## Text extract:
--------

Things I respect about MSFT
Spending a year and a half working at a large corporation and making friends with some MSFT people in LA has earned me some respect for the old Borg since my idealistic college years. In light of making a Microsoft evangelist sad that I was unhappy that they’re buying Skype (which I’ll discuss in another post) I would like to get a few closeted praises of Microsoft off my chest so that the world may not see me as some mindless Apple device buying drone:
They make great technologies
While it might be hard to notice behind the abysmal user experiences they manage to get out the door (wow, these are going to really come off as back handed compliments) Microsoft makes great technologies. This makes sense, given that they hire only the brainiest of the brainiest. As a result, they’ve developed some clever technologies. Snapdragon comes to mind right off the bat. It was an incredible technology which enabled you to pan and zoom incredibly huge images (like, for instance, satellite imagery of the earth) in real time. They made an app for it once for iPhone but it’s disappeared. Sad.
Speaking of iPhone, their recently released Photosynth app is incredible at stitching photos together (and the app has a decent UI to boot).
A lot of Microsoft’s other technologies smoke the competition, such as their Remote Desktop protocol, ActiveSync, and Exchange. They’ve even tried their hand at reinventing some file formats (much to the chagrin of people who like standard file formats) and did a decent job with that as well.
And, for what it’s worth, Windows runs quite nicely in large, managed corporate environments.

--------

## Data:
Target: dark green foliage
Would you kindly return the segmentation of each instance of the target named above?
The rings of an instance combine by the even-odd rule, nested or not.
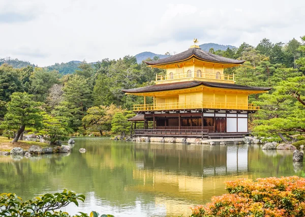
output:
[[[305,148],[305,140],[298,141],[297,142],[293,143],[292,145],[295,146],[297,149],[300,149],[301,145],[303,146],[303,148]]]
[[[31,67],[35,67],[35,65],[32,64],[29,62],[19,60],[18,59],[12,59],[11,57],[7,58],[0,58],[0,66],[3,64],[7,64],[15,68],[22,68],[27,67],[29,66]]]
[[[34,96],[26,92],[16,92],[11,96],[7,104],[7,113],[0,126],[6,130],[17,131],[13,142],[18,141],[25,128],[39,129],[41,127],[41,104],[34,100]]]
[[[61,64],[56,63],[52,66],[47,67],[49,70],[57,70],[61,75],[73,74],[75,70],[78,69],[80,61],[70,61],[70,62]]]
[[[57,211],[71,203],[78,206],[79,202],[84,202],[85,196],[65,190],[61,193],[46,194],[32,200],[23,201],[14,194],[0,194],[0,216],[15,217],[70,217],[67,212]],[[111,217],[112,215],[101,215],[95,211],[89,215],[80,212],[73,215],[78,217]]]
[[[84,77],[74,75],[65,84],[64,100],[65,112],[62,115],[69,118],[69,126],[76,130],[82,126],[81,119],[92,105],[92,92]]]
[[[12,94],[23,91],[19,71],[6,64],[0,66],[0,101],[8,102]]]

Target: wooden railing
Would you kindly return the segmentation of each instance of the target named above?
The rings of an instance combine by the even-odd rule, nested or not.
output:
[[[135,129],[135,135],[196,135],[208,136],[208,130],[157,130]]]
[[[249,110],[259,110],[259,106],[253,104],[236,103],[223,102],[203,101],[199,102],[158,103],[155,104],[134,105],[134,111],[158,111],[179,109],[240,109]]]
[[[173,73],[164,75],[156,75],[156,81],[166,81],[169,80],[181,79],[182,78],[204,78],[215,80],[225,80],[234,81],[234,74],[227,75],[224,74],[218,74],[217,73],[211,73],[207,72],[200,72],[190,71],[179,73]]]

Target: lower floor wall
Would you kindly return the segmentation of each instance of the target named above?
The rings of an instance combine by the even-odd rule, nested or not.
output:
[[[209,110],[144,114],[145,129],[204,130],[208,133],[247,133],[248,112]]]
[[[213,144],[220,144],[221,142],[225,140],[224,144],[243,144],[243,138],[235,139],[222,139],[217,140],[211,139],[202,139],[198,138],[178,138],[178,137],[147,137],[147,136],[137,136],[134,137],[134,141],[136,142],[166,142],[171,143],[187,143],[187,144],[198,144],[211,145],[211,142]],[[148,141],[149,140],[149,141]]]

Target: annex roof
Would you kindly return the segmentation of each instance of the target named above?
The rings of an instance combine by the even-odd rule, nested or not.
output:
[[[199,81],[184,81],[181,82],[170,83],[166,84],[156,84],[143,87],[134,89],[123,89],[123,91],[126,93],[136,94],[140,92],[155,92],[158,91],[171,90],[178,89],[185,89],[203,85],[211,87],[218,87],[221,88],[228,88],[233,89],[242,89],[248,90],[270,90],[271,87],[261,87],[240,85],[234,84],[228,84],[224,83],[209,82]]]
[[[146,64],[150,66],[167,64],[186,60],[193,57],[198,59],[213,63],[220,63],[230,64],[241,64],[245,60],[230,59],[224,57],[208,52],[204,51],[198,48],[191,48],[185,51],[173,55],[163,59],[154,61],[145,61]]]

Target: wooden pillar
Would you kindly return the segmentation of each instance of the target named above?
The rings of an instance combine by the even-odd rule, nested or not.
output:
[[[201,113],[201,130],[203,130],[203,112]]]
[[[178,129],[180,130],[181,128],[181,115],[180,115],[180,112],[179,112],[179,127]]]

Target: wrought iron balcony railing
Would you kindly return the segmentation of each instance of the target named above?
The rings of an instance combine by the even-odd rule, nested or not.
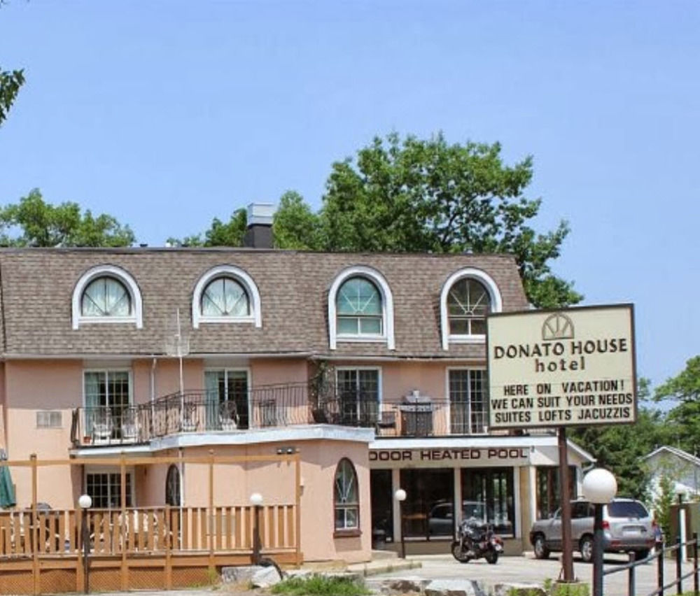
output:
[[[380,403],[376,394],[305,383],[225,395],[218,390],[186,391],[138,405],[78,408],[74,412],[71,440],[76,446],[118,445],[178,433],[309,424],[374,428],[378,436],[482,434],[487,431],[487,413],[481,405],[454,400]]]

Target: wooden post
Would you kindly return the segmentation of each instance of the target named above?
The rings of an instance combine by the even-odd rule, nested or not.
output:
[[[41,586],[39,581],[38,518],[36,516],[36,454],[32,453],[29,455],[29,460],[31,462],[31,575],[33,576],[34,593],[39,594],[41,592]]]
[[[173,587],[172,567],[172,527],[170,519],[170,506],[165,506],[165,589],[172,590]]]
[[[561,572],[564,581],[574,581],[573,553],[571,543],[571,503],[568,490],[568,449],[566,427],[559,427],[559,497],[561,508]]]
[[[214,572],[214,450],[209,449],[209,514],[207,533],[209,536],[209,573]]]
[[[83,561],[83,533],[80,529],[83,527],[83,514],[84,511],[82,507],[78,508],[78,515],[76,516],[76,525],[74,528],[76,532],[76,544],[78,548],[77,566],[76,567],[76,591],[85,592],[85,564]]]
[[[129,589],[129,563],[127,560],[127,464],[126,455],[123,451],[119,456],[119,472],[120,476],[119,495],[121,499],[121,518],[122,522],[120,525],[120,531],[122,537],[122,568],[120,577],[121,579],[122,590],[126,591]]]
[[[298,451],[294,455],[294,464],[295,471],[295,483],[296,484],[294,505],[297,510],[295,517],[295,525],[296,527],[294,529],[294,541],[295,543],[294,556],[297,567],[300,567],[302,564],[302,466],[301,455]]]

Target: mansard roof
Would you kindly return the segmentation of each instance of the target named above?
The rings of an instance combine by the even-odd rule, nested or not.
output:
[[[78,280],[98,266],[118,267],[140,290],[142,327],[86,324],[74,329],[71,298]],[[197,281],[221,265],[245,271],[260,292],[262,326],[202,324],[194,329]],[[396,349],[386,343],[329,348],[328,291],[354,266],[379,271],[393,297]],[[440,297],[456,271],[472,267],[498,285],[503,311],[528,307],[515,261],[504,255],[312,253],[246,248],[0,249],[0,334],[6,357],[144,356],[163,354],[175,313],[190,353],[295,353],[340,357],[473,358],[483,345],[441,346]]]

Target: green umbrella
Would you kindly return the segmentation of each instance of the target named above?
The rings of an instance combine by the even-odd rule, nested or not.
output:
[[[10,467],[0,466],[0,507],[13,507],[16,504],[17,499],[15,497],[12,476],[10,476]]]

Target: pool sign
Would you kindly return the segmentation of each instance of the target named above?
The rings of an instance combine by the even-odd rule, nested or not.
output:
[[[636,420],[631,304],[497,313],[486,325],[491,428]]]

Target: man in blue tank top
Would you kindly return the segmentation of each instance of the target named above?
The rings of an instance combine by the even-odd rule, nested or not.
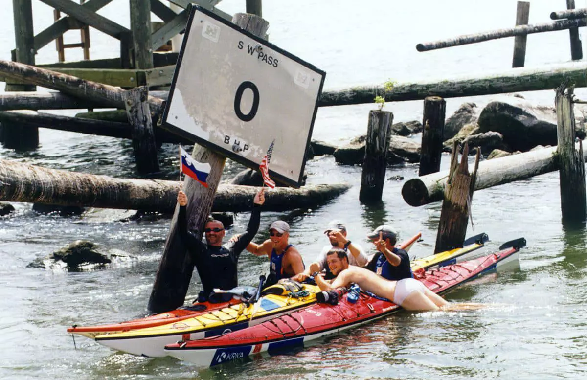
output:
[[[189,230],[188,228],[187,196],[183,191],[178,193],[177,202],[180,205],[177,231],[194,260],[202,281],[203,289],[198,297],[199,301],[227,301],[232,298],[232,295],[215,294],[213,289],[228,290],[238,285],[237,271],[238,257],[259,229],[261,208],[265,203],[263,189],[255,195],[253,200],[247,230],[224,244],[222,239],[225,230],[221,222],[210,220],[206,222],[204,229],[206,242],[204,243],[200,238],[201,233]]]
[[[302,256],[289,244],[289,225],[284,220],[275,220],[269,228],[269,238],[261,244],[251,242],[247,250],[257,256],[269,257],[269,276],[265,286],[273,285],[282,279],[288,279],[303,272]]]
[[[407,252],[395,247],[397,233],[391,226],[383,225],[367,235],[378,251],[365,267],[384,279],[399,280],[413,277]]]

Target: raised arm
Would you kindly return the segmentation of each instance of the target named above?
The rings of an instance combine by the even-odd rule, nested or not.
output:
[[[251,243],[251,240],[257,235],[257,231],[259,230],[259,223],[261,221],[261,208],[265,203],[264,188],[261,188],[253,200],[253,209],[251,212],[251,219],[249,219],[247,230],[239,235],[234,242],[234,252],[237,254],[239,254],[245,248],[248,251],[255,255],[257,255],[255,252],[258,252],[258,245]],[[257,246],[257,247],[255,246]],[[251,249],[249,249],[249,246]]]
[[[402,257],[397,256],[390,249],[387,249],[385,240],[382,238],[381,232],[379,232],[379,239],[373,242],[377,250],[379,251],[385,256],[387,262],[393,266],[397,266],[402,263]]]
[[[247,250],[256,256],[268,256],[271,253],[271,240],[266,240],[261,244],[251,242],[247,246]],[[268,252],[268,247],[269,248]]]

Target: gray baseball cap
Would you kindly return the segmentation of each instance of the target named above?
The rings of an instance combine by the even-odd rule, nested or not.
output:
[[[324,233],[330,232],[334,230],[340,230],[341,231],[346,230],[346,226],[343,225],[339,220],[332,220],[328,223],[328,228],[324,230]]]
[[[283,220],[275,220],[271,223],[269,229],[274,229],[279,233],[289,232],[289,225]]]
[[[379,226],[374,229],[373,232],[367,233],[367,237],[369,239],[378,239],[379,238],[379,232],[381,232],[383,239],[387,239],[387,238],[397,238],[397,232],[396,231],[396,229],[387,225]]]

--------

## What you should do:
Reproduce word for word the passage of the post about Microsoft from "A lot of Microsoft’s" up to and including "that as well.". The entries have no connection to the post about Microsoft.

## Task response:
A lot of Microsoft’s other technologies smoke the competition, such as their Remote Desktop protocol, ActiveSync, and Exchange. They’ve even tried their hand at reinventing some file formats (much to the chagrin of people who like standard file formats) and did a decent job with that as well.